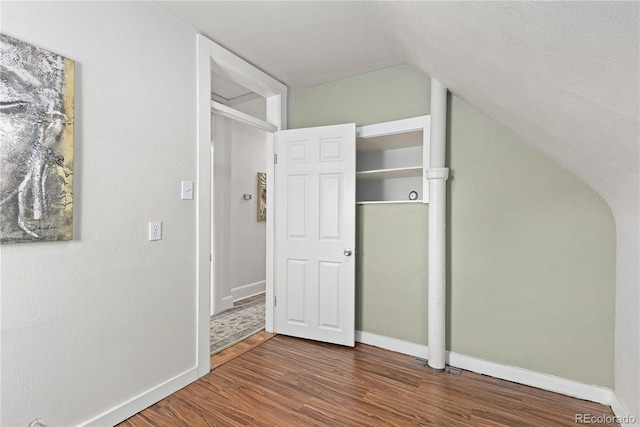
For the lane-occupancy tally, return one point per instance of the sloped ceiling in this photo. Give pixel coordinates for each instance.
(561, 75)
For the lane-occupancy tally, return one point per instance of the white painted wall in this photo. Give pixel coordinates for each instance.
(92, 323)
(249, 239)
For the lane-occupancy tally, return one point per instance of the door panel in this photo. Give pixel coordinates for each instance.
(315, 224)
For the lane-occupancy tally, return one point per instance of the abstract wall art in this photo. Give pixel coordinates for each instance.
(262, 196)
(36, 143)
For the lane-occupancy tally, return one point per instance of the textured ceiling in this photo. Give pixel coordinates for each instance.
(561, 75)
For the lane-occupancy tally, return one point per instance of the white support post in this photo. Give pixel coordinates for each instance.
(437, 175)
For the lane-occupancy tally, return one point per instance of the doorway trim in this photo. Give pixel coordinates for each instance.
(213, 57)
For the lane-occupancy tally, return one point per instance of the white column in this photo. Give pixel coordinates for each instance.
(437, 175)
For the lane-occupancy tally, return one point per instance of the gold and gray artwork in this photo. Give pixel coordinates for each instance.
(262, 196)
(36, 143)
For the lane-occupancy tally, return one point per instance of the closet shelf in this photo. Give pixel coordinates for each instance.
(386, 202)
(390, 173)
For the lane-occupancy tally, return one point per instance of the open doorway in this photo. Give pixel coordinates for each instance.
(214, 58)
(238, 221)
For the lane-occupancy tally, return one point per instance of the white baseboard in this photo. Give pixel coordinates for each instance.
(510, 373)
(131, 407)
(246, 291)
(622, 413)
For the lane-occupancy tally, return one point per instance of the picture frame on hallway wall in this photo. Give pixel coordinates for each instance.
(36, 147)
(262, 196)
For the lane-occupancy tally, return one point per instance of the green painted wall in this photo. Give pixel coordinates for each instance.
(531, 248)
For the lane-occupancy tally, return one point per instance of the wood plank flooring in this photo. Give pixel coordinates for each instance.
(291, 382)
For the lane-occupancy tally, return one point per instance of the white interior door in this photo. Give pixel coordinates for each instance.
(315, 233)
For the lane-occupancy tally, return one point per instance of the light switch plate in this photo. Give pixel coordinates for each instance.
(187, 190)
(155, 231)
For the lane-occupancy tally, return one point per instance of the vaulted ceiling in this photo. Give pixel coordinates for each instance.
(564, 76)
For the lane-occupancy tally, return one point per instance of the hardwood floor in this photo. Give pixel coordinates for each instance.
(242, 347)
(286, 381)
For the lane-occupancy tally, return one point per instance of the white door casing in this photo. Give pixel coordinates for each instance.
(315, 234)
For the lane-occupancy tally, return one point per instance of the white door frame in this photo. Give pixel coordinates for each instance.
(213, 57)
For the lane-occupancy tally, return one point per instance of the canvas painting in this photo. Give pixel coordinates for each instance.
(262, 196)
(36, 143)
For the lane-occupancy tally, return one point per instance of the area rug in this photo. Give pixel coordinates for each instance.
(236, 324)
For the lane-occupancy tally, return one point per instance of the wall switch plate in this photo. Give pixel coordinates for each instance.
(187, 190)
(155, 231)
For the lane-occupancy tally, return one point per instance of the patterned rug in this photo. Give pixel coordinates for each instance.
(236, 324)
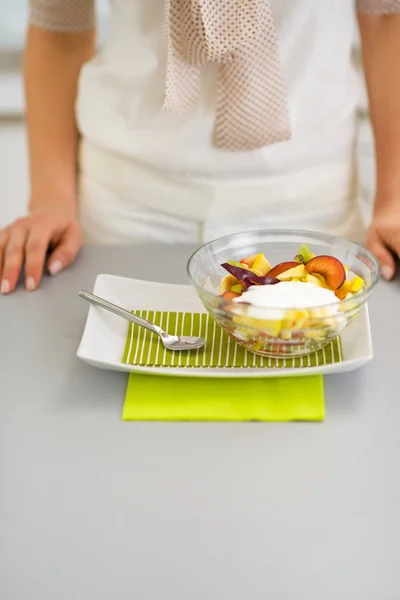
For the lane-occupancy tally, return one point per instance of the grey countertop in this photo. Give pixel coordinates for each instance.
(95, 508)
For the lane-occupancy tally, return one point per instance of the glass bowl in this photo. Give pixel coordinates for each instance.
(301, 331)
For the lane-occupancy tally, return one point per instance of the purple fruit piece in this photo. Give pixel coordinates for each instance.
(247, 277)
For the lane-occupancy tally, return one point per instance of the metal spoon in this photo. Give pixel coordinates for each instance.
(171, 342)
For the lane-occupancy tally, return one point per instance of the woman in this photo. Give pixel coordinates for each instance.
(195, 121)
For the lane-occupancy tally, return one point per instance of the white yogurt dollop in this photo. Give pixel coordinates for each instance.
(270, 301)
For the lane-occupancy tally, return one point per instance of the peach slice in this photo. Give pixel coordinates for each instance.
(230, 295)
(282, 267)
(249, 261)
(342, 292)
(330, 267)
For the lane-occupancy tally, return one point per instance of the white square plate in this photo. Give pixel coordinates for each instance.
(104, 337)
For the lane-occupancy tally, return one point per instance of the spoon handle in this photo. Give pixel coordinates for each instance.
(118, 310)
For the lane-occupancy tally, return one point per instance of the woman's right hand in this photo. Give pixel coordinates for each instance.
•••••
**PROBLEM DESCRIPTION:**
Write the lines out again exactly, from the one containing "of the spoon" through the last line of the records, and include no other lines.

**RESPONSE AREA:**
For the lane-occupancy tally, return one point per instance of the spoon handle in this photo. Give pixel coordinates for each instance.
(118, 310)
For the lane-occupancy tally, return one point per instance of the woman's right hand in this photo. Give pixel coordinates for each instance.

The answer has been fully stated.